Start of Task input

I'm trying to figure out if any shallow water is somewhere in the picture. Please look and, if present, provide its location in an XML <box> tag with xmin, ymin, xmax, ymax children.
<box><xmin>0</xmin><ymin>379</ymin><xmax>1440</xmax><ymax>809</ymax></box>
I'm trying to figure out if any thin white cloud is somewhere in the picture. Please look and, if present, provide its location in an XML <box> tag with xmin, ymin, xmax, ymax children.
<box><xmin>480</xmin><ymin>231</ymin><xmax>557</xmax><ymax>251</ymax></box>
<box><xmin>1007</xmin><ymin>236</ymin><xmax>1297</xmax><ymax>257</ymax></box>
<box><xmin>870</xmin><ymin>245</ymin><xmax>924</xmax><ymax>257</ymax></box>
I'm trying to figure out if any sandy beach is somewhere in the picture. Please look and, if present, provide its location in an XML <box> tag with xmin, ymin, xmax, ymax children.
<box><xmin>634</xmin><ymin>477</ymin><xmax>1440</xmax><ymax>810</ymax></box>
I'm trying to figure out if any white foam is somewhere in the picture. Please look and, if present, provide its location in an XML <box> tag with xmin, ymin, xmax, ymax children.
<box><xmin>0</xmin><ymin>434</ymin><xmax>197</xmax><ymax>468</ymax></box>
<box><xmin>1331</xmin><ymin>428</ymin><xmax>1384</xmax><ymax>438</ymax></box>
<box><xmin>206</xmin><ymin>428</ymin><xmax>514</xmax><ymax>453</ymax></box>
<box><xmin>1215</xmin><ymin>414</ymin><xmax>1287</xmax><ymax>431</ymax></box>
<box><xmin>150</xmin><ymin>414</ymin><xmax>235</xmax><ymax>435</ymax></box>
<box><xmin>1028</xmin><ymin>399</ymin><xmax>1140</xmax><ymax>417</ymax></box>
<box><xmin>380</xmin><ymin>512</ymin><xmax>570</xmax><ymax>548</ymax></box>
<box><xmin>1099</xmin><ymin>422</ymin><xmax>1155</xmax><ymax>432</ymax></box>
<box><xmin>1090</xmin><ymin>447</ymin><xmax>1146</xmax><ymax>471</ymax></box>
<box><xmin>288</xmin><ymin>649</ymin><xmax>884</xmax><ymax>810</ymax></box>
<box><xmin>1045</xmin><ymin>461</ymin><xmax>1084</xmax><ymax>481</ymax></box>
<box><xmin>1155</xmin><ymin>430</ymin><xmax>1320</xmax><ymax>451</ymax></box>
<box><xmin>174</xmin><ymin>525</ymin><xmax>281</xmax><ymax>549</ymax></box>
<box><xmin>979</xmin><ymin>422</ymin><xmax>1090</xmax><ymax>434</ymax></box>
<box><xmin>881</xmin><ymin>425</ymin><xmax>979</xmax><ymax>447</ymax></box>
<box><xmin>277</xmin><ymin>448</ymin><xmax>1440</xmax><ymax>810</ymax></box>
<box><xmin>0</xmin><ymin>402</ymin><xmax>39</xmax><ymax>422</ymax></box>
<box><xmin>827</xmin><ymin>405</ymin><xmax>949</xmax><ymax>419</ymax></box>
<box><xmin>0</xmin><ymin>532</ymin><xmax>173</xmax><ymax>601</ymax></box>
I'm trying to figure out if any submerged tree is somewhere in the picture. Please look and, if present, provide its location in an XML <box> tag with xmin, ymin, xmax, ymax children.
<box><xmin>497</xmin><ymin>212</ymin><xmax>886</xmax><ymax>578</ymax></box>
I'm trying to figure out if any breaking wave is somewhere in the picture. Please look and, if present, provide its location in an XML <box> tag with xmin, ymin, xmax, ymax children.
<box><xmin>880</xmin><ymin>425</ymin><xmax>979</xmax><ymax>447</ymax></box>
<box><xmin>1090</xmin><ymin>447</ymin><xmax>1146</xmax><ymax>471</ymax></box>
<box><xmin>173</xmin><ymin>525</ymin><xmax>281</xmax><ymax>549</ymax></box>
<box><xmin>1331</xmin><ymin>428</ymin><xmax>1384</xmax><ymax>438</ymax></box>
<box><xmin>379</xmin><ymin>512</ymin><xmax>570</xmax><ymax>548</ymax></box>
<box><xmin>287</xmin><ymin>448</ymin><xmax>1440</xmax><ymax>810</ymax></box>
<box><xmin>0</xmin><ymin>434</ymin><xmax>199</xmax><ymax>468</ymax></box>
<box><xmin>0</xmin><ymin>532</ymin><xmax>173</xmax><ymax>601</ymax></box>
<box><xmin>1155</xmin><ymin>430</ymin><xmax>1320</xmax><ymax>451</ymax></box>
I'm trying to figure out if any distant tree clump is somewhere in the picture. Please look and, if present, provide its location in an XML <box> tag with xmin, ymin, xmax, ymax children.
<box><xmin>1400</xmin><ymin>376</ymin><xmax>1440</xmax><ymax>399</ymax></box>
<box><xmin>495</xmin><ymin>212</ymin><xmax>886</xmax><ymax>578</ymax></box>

End of Task input

### Request
Collect every line in the entries above that contains the string "white" and copy each one in full.

### Exercise output
I'm trying to figure out if any thin white cloud is somewhere in the picture. Please look and, if present, provide its location in an XML <box> tag with xmin, ymin, xmax, ymax children.
I'm trying to figure out if any white foam is somewhere in the picture. Please look and, if present, provide its location in an XML <box> tag with xmin, ymin, xmax, ymax children.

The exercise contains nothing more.